##### 阅读材料 #####

这些病人所遭受的烦恼,使她们难以摆脱不幸致死的激情,最终以投身于死亡的形式收场。


埃梅之所以刺伤了她所憎恨的那位女明星,恰是因为这个女明星代表着她自己的理想。可女明星也不过是一个替身,埃梅把姐姐当成自己的理想,所以每位女性迫害者,只不过是一个总是被自恋所束缚的、被姐姐的位置所俘虏的新形象。


 我们每个人在进入这个俄狄浦斯期的时候,就面临着自恋式的认同,自身形象的理想化要被打破,从而进入到三元关系中,拉康说,父亲的意象进入之后,主体将从自恋式的认同过渡到俄狄浦斯式的认同,从而产生了自我理想。

    

我们也因此和母亲之间有了一次分离,你未来可以成为什么?父亲的介入,是对想象关系中的你死我活的斗争、这种色欲关系、暧昧关系、攻击关系引入了一个调节,像一个中间人一样在进行斡旋。

##### 数据展示 #####

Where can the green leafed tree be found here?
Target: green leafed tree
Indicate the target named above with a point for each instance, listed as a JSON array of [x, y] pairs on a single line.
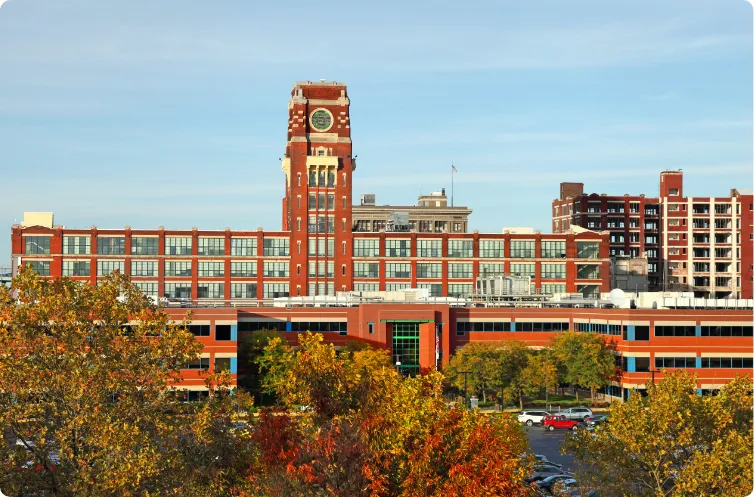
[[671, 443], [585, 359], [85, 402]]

#####
##### 数据展示 #####

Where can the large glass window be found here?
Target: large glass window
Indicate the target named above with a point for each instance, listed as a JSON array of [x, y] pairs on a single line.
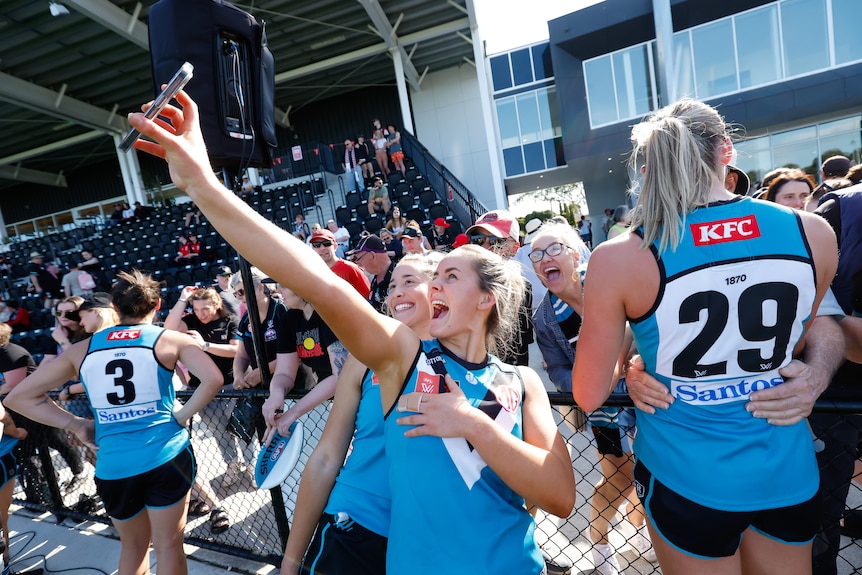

#####

**任务要求:**
A. 根据阅读材料,埃梅刺伤她所憎恨的那位女明星,恰是因为什么?
B. 请抄写阅读材料中从“这些病人所遭受的烦恼,使她们难以摆脱不幸致死的激情,最终以投身于死亡的形式收场。”开始、到“像一个中间人一样在进行斡旋。”为止(包括这两处)的文字。

**参考答案:**
A. 因为这个女明星代表着她自己的理想。

B.
这些病人所遭受的烦恼,使她们难以摆脱不幸致死的激情,最终以投身于死亡的形式收场。


埃梅之所以刺伤了她所憎恨的那位女明星,恰是因为这个女明星代表着她自己的理想。可女明星也不过是一个替身,埃梅把姐姐当成自己的理想,所以每位女性迫害者,只不过是一个总是被自恋所束缚的、被姐姐的位置所俘虏的新形象。


 我们每个人在进入这个俄狄浦斯期的时候,就面临着自恋式的认同,自身形象的理想化要被打破,从而进入到三元关系中,拉康说,父亲的意象进入之后,主体将从自恋式的认同过渡到俄狄浦斯式的认同,从而产生了自我理想。

    

我们也因此和母亲之间有了一次分离,你未来可以成为什么?父亲的介入,是对想象关系中的你死我活的斗争、这种色欲关系、暧昧关系、攻击关系引入了一个调节,像一个中间人一样在进行斡旋。